2.3. Torcer as migrações internacionais
Será tempo de nos debruçarmos, agora, um pouco sobre a inter-relação entre as
orientações sexuais e as migrações internacionais. Existe uma forte correlação
entre o quebrar das redes familiares e sociais de controlo e a saída do armário
como processo de assumpção pessoal da sexualidade por parte dos sujeitos
(Luibhéid e Cantu Jr, 2005).
Há, por outro lado, uma necessidade de ir além do debate facilitista sobre as
razões que levam aos processos migratórios entre territórios tão diferenciados
como o êxodo rural/urbano, ou as migrações internacionais. Investigação recente
tem destacado um crescente corpo de estudos sobre transnacionalismo na
investigação queer dando particular destaque as problemáticas da mobilidade e
da cidadania. Este corpo tem destaque em inúmeras publicações em que realçamos
o número especial da Social Text (2005) «What's queer about queer studies
now?», ou em 2008, o número especial da Gay and Lesbian Quaterly «Queer/
Migration». Nestes dois casos são claras as inter-relações e a
interseccionalidade do género e da sexualidade com as identidades nacionais,
raciais, étnicas e diaspóricas, bem como os circuitos de viagem, migração e
deslocações, e com as subsequentes políticas de migração, asilo e de cidadania.
# # # #
- **Instruções da tarefa**
Diga se cada uma das afirmações seguintes está de acordo com o texto sobre orientações sexuais e migrações internacionais. Responda sim ou não e cite exatamente as palavras do texto que o decidem.
1. Há uma forte correlação entre o quebrar das redes familiares e sociais de controlo e a saída do armário.
2. O número especial da Gay and Lesbian Quaterly «Queer/Migration» saiu em 2005.
3. A investigação queer sobre transnacionalismo tem dado pouca atenção às problemáticas da mobilidade e da cidadania.

- **Registos de dados**
# # # #
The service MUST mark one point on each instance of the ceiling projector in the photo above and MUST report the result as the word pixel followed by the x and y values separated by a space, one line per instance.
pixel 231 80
# # # #
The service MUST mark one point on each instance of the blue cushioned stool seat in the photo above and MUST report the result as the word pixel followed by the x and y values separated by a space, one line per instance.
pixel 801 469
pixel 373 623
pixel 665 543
# # # #
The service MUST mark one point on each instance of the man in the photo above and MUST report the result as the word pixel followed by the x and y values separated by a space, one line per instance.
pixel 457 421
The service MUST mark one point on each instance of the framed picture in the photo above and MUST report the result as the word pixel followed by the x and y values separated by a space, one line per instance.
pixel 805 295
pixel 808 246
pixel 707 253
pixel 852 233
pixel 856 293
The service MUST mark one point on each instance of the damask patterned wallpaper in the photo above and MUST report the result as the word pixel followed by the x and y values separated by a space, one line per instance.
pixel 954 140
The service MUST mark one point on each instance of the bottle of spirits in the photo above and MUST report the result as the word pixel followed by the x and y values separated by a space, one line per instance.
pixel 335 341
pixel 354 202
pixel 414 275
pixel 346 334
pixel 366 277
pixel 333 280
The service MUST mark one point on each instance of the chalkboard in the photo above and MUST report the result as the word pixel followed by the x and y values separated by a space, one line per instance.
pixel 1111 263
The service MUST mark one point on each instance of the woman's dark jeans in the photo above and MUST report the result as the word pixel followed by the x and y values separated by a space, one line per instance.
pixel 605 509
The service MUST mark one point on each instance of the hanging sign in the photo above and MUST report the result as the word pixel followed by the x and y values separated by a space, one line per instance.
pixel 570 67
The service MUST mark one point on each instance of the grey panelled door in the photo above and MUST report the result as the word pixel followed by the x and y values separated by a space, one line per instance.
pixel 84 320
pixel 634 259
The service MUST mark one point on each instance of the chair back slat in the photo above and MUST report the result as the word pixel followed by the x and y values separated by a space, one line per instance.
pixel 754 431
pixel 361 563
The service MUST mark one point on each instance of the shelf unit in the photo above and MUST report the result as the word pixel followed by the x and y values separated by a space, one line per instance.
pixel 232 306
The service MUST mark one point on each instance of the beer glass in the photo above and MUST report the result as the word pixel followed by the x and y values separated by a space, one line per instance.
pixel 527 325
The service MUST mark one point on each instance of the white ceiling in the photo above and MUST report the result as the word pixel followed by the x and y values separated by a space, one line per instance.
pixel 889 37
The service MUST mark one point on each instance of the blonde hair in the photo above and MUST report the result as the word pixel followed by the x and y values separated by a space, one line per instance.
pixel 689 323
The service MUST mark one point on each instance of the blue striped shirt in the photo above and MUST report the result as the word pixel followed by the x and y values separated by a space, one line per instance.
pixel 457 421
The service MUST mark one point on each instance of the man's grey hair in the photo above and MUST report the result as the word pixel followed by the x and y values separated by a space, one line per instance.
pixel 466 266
# # # #
- **Resultado**
1. Sim: «Existe uma forte correlação entre o quebrar das redes familiares e sociais de controlo e a saída do armário»
2. Não: «em 2008, o número especial da Gay and Lesbian Quaterly»
3. Não: «dando particular destaque as problemáticas da mobilidade e da cidadania»